---- INFORMATION SHOWN

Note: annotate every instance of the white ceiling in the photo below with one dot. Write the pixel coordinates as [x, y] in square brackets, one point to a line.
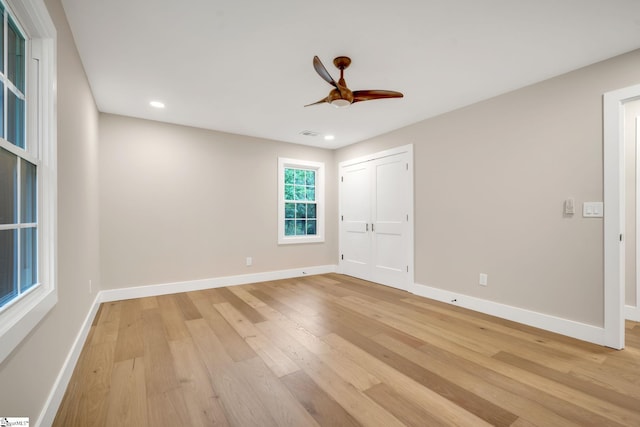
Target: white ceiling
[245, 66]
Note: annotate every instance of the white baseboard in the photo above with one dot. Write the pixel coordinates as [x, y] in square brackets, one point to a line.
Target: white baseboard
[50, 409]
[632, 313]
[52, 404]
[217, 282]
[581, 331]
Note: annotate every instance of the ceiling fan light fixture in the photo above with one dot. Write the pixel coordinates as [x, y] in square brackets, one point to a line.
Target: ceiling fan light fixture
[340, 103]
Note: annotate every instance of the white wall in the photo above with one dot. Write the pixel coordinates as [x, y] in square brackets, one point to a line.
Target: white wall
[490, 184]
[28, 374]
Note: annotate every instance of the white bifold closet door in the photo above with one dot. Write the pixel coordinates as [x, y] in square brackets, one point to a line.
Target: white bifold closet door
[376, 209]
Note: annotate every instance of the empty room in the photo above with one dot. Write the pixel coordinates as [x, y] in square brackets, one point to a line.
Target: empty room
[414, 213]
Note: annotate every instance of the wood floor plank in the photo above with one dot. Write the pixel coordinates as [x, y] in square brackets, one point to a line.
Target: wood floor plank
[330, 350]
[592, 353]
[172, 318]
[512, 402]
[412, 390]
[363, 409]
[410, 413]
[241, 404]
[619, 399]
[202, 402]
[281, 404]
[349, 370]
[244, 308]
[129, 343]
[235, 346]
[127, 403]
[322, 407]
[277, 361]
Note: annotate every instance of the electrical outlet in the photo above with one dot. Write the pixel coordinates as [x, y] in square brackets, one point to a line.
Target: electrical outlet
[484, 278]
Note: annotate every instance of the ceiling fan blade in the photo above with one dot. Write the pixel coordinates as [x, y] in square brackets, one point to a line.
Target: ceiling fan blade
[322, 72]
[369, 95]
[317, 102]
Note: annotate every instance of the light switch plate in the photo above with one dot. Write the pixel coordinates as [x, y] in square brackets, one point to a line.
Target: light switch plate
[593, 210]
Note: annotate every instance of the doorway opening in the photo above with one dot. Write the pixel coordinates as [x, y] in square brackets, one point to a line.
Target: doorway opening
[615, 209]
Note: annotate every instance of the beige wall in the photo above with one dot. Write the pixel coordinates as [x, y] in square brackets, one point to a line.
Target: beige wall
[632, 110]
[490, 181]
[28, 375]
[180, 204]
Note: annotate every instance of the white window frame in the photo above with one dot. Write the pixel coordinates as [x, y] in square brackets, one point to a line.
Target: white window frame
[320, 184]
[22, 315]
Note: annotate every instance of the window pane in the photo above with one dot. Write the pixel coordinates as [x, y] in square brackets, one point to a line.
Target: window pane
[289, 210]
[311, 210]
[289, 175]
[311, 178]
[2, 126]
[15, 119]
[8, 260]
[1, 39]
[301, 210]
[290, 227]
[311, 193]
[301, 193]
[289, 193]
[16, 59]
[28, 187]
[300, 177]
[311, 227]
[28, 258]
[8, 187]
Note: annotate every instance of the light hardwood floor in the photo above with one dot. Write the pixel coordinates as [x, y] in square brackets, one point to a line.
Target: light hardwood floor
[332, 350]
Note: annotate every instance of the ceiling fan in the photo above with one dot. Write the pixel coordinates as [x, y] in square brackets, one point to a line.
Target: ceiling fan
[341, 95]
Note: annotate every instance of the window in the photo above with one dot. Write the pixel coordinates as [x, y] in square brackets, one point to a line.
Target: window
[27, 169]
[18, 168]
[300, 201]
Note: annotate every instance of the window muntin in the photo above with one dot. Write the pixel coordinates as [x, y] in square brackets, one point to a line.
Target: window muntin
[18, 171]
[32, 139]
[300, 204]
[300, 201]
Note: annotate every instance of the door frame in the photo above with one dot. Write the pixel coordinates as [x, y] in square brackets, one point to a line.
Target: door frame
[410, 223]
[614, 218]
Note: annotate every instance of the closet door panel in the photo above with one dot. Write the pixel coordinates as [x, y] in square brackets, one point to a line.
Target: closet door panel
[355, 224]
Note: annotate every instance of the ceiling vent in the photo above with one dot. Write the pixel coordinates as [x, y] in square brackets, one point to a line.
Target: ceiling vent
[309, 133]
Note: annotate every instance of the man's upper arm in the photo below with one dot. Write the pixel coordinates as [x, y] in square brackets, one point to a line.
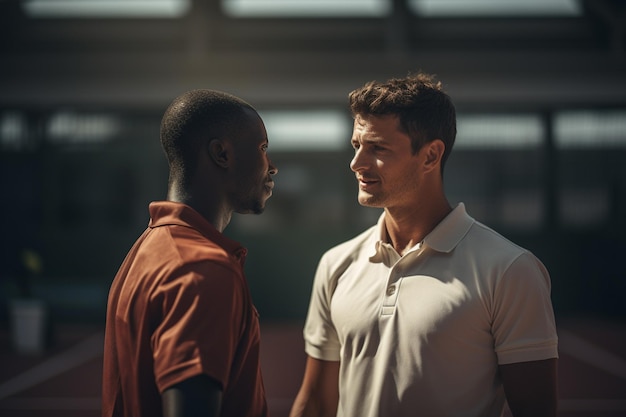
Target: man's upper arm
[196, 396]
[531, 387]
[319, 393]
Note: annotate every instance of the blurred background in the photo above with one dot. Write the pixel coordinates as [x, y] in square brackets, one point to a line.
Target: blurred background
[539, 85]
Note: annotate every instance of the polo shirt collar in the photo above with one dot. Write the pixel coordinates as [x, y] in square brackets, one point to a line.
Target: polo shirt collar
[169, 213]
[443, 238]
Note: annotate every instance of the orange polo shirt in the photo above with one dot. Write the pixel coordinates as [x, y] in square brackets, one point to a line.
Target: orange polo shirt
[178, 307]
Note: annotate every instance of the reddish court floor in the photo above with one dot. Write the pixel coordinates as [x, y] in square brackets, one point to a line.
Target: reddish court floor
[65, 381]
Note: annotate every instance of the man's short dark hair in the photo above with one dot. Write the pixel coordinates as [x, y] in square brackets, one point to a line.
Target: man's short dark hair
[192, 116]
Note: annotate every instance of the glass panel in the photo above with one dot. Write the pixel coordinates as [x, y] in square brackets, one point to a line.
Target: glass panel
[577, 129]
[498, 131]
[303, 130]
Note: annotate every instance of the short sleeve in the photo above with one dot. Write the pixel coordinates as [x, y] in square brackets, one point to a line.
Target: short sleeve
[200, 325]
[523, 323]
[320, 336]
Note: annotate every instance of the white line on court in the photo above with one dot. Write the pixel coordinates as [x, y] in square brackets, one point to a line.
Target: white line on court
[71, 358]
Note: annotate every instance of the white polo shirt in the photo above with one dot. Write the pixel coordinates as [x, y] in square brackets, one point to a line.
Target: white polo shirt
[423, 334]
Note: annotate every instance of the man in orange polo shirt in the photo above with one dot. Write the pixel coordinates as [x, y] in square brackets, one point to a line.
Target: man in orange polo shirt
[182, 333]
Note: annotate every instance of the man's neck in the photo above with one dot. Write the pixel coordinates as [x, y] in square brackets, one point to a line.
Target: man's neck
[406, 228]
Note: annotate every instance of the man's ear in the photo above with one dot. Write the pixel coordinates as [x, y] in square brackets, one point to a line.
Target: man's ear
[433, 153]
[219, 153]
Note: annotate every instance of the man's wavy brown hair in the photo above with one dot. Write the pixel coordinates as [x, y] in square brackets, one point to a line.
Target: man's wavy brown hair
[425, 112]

--------

**THE REQUEST**
Copy the material above word for word, starting at the line that contains "Note: annotate every instance of the glass" and ending with the last line of the material.

**FINAL RESULT**
Note: annotate every instance of the glass panel in the photo above with one dot. Write the pixel coordinates as [x, y] in square brackets, one point to a line.
Target: glass panel
[577, 129]
[498, 131]
[303, 130]
Note: annotate every instance of the short sleeve in the photo above with one dot. Write the pixel coordinates as [x, y] in square brackets, one point to a line.
Target: short sleeve
[200, 325]
[523, 323]
[320, 336]
Note: annotate every instance of the white line on court in the photo above with one dot. Write the pixel coordinates as [x, y] in square brackets, one point to a line.
Target: white line on court
[71, 358]
Note: annotate every instance of the white polo shirt in the photo above with one dot. Write the pixel coordinates as [x, y] in square brackets, one point to a line.
Target: white polo shirt
[423, 334]
Note: annotate every instance of the man in orange polo shirt in the photo above with one dot. Write the pixel coordinates as [x, y] in square brackets, one point to a line.
Target: man in orange polo shirt
[182, 333]
Note: annotate every instance of the man's neck in the photo above with one dot. Write the pixel coordinates as [x, y] in square brackets, one point to a line.
Target: man's neck
[406, 228]
Note: annotate every instance of the man's ear in the photo above with one dot. Write the pixel coordinates as [x, y] in square brackets, one point to a line.
Target: man's ear
[433, 153]
[219, 153]
Note: annotate every instance of the man's wavy brown hair in the photo above with one dot. Write the pixel coordinates as [x, y] in square brackets, one point to a line.
Target: man's wavy brown hair
[425, 112]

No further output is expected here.